*Problem to work on*. Return every line from the entries below that contains the word "white".

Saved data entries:
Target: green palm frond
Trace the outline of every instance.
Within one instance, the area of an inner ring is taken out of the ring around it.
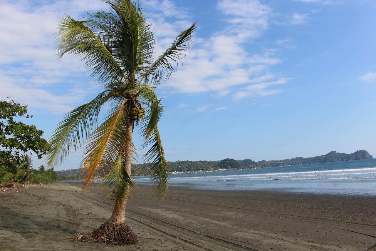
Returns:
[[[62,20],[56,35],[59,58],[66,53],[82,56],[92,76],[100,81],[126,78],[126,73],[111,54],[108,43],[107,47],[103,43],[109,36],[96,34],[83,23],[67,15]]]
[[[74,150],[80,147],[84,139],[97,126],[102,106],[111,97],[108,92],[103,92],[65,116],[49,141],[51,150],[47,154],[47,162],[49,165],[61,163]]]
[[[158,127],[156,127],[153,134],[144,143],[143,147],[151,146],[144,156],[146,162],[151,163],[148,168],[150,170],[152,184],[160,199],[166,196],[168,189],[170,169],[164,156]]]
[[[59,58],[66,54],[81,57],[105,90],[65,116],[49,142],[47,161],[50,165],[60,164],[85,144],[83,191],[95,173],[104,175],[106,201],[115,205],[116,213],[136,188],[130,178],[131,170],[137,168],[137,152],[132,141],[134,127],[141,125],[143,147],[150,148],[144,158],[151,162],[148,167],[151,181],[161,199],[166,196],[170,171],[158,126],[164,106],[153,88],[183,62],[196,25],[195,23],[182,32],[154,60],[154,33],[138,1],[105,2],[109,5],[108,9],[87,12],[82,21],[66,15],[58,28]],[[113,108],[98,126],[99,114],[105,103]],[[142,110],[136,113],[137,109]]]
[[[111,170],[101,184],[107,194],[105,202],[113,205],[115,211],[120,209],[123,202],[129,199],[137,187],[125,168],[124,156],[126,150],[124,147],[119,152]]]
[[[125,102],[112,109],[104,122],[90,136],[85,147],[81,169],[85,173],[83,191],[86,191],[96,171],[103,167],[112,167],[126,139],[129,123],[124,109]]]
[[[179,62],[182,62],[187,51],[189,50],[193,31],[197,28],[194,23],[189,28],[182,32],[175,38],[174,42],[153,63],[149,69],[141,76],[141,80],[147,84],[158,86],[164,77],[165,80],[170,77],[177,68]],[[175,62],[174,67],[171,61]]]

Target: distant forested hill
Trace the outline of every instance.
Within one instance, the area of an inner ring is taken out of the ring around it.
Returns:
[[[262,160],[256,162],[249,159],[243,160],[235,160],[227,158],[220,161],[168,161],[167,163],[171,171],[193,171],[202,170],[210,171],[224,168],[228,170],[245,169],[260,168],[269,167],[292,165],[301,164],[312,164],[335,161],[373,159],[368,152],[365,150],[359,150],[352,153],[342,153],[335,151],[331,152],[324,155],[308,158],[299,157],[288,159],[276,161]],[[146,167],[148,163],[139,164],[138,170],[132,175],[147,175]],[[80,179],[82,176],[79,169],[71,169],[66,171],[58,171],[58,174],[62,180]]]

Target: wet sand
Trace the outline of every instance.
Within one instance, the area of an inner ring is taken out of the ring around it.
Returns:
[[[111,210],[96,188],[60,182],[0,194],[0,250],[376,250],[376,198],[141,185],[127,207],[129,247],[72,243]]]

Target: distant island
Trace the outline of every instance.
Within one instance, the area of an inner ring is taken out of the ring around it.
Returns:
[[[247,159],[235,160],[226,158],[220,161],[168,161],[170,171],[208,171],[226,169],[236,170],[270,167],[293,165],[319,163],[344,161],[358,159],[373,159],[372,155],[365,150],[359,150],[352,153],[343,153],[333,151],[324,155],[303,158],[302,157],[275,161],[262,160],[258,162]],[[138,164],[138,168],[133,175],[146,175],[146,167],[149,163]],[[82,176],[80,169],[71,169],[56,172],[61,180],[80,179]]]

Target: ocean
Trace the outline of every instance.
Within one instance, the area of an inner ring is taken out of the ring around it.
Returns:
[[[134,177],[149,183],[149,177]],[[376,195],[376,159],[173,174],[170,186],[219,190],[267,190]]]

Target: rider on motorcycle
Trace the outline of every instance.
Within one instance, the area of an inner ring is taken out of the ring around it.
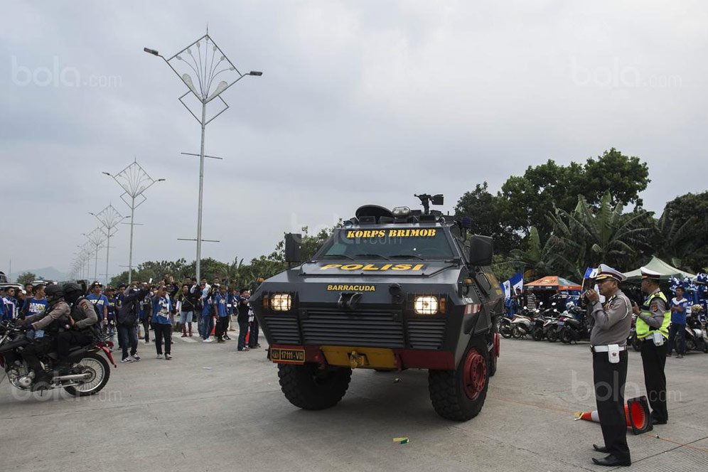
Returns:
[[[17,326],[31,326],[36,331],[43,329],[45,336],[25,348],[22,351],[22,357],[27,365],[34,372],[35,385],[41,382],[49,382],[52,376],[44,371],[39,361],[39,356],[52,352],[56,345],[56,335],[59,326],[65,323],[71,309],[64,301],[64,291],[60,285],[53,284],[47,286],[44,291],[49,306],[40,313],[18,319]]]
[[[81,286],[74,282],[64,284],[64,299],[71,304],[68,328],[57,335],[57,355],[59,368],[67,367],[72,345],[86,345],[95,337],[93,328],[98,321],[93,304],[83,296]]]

* * *

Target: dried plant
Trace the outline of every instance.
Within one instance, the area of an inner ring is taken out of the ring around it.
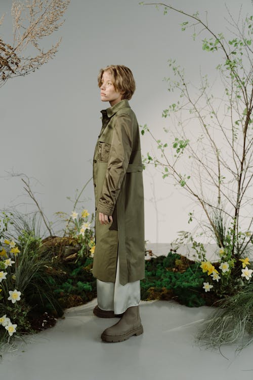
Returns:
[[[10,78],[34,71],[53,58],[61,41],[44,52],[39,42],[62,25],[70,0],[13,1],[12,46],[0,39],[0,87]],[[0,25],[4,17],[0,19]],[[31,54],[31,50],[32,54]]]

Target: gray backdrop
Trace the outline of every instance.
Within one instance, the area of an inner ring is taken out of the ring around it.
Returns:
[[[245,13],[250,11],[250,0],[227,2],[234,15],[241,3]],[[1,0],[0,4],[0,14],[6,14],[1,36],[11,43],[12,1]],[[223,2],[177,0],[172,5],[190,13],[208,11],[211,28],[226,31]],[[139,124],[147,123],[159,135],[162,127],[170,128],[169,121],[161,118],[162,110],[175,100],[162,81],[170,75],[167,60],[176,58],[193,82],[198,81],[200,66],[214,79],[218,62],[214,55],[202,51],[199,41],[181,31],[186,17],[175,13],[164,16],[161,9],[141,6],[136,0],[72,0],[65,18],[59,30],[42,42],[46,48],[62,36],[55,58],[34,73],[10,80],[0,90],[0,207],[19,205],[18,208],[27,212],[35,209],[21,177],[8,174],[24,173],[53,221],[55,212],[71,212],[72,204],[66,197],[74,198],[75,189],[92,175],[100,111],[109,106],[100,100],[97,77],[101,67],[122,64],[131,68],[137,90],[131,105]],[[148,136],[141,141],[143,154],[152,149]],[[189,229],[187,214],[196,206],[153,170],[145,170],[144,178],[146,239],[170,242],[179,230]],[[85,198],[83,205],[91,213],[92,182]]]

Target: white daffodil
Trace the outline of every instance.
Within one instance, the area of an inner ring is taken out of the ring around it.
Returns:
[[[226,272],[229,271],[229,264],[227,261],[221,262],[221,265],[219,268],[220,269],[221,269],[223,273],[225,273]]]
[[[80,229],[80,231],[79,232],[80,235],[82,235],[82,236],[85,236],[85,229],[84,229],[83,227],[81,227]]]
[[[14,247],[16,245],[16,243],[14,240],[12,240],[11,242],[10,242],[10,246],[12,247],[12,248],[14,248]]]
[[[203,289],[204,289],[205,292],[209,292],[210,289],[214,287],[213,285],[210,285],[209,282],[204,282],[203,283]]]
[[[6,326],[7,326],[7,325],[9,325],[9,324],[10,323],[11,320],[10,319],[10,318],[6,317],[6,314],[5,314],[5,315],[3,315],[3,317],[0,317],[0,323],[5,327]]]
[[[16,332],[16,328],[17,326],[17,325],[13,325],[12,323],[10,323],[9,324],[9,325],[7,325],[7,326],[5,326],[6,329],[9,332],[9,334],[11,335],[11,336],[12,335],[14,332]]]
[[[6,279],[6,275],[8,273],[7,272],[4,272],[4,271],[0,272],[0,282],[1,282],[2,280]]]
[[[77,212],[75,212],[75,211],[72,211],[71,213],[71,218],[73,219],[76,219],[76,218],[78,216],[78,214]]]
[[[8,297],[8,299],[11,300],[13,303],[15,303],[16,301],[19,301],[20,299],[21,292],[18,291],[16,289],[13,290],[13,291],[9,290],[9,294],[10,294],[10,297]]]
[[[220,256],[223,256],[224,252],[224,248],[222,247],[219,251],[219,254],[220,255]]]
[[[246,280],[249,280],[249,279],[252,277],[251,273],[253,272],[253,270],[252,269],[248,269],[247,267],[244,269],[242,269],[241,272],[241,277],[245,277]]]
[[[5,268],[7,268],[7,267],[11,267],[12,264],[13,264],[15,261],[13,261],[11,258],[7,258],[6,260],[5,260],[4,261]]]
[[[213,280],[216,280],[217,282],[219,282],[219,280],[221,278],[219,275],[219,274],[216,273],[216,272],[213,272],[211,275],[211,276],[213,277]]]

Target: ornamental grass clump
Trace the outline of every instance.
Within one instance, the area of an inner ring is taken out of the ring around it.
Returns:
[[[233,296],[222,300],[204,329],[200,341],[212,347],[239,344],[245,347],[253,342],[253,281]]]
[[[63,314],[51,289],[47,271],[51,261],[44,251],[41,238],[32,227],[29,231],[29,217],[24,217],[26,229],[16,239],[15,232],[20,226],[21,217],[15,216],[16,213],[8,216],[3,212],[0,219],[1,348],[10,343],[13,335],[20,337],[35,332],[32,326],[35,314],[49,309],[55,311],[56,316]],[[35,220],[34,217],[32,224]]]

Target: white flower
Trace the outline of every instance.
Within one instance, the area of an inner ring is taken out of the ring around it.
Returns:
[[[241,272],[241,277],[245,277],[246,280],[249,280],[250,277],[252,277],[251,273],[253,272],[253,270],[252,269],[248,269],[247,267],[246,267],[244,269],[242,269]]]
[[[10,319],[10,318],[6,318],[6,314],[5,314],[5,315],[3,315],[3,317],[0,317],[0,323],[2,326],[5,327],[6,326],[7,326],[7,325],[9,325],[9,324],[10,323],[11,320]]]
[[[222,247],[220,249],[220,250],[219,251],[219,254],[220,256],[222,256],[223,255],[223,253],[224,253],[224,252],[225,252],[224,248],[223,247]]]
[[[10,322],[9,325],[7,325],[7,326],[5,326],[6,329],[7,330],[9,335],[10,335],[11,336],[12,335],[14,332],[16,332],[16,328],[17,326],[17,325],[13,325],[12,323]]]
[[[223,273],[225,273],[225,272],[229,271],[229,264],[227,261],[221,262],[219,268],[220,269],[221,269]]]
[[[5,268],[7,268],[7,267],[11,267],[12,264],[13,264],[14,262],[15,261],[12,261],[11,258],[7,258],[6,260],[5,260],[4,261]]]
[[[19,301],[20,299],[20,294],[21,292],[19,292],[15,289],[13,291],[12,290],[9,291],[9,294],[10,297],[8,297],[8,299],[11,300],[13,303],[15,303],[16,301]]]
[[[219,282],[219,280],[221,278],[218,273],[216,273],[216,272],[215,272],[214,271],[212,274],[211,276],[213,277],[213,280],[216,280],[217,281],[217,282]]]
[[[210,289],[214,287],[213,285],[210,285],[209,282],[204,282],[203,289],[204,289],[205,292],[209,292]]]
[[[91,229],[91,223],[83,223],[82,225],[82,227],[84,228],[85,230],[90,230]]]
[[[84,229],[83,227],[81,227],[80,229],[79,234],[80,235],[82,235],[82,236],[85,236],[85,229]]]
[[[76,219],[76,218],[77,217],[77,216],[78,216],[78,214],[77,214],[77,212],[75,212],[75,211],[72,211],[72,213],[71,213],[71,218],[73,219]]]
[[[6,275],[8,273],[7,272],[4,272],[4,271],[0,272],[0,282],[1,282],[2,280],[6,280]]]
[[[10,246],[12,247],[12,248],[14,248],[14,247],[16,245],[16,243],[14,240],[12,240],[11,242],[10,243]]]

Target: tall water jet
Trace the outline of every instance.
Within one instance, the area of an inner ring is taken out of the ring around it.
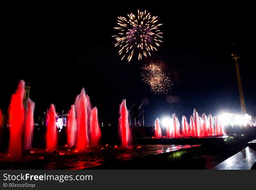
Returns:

*Written answer*.
Target: white daffodil
Target: white flower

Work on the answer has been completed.